→ **WHAT YOU SHOULD DO**
Gather each line containing the string "water" from these entries.

→ **DATA FOR PROCESSING**
Segment Open

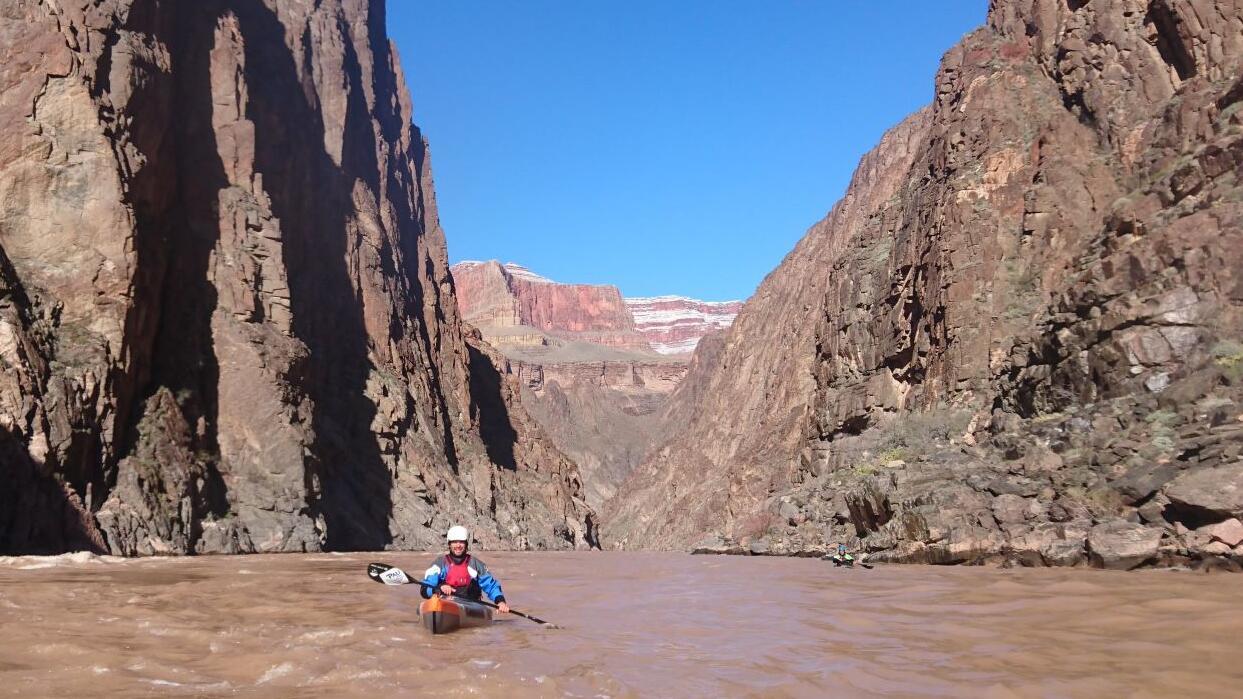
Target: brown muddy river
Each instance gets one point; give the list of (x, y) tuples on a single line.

Segment Closed
Segment Open

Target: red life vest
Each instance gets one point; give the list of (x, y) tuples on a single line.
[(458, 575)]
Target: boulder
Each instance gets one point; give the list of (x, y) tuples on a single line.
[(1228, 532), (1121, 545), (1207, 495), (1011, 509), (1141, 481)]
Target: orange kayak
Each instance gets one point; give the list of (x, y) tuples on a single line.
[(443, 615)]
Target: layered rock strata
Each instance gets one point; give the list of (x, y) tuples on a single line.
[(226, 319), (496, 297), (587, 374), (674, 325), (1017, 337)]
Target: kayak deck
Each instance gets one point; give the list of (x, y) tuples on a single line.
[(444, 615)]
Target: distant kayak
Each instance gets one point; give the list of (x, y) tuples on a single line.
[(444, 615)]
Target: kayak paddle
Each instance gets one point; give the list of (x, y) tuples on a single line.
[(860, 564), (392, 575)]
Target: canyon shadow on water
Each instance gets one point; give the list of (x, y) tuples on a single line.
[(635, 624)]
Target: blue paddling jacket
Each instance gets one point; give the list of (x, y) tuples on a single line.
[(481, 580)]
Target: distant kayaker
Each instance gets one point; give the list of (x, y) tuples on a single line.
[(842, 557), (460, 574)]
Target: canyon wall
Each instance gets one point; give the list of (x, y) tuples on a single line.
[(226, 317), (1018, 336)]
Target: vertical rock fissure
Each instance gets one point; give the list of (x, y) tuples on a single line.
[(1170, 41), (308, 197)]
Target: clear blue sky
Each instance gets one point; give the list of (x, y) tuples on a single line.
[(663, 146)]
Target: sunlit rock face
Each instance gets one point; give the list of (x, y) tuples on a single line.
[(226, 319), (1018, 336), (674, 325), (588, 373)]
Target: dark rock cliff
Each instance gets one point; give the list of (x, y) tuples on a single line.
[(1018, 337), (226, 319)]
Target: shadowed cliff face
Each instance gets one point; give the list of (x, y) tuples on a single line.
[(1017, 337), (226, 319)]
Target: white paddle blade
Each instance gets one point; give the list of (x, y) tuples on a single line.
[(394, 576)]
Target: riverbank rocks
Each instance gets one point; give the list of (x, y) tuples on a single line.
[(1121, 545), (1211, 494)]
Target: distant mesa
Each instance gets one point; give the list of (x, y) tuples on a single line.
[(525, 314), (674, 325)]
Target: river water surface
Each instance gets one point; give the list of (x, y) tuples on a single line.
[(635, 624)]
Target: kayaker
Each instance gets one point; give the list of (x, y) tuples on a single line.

Segment Closed

→ **WRITTEN SOLUTION**
Target: canyon shadow on water
Target: river water surface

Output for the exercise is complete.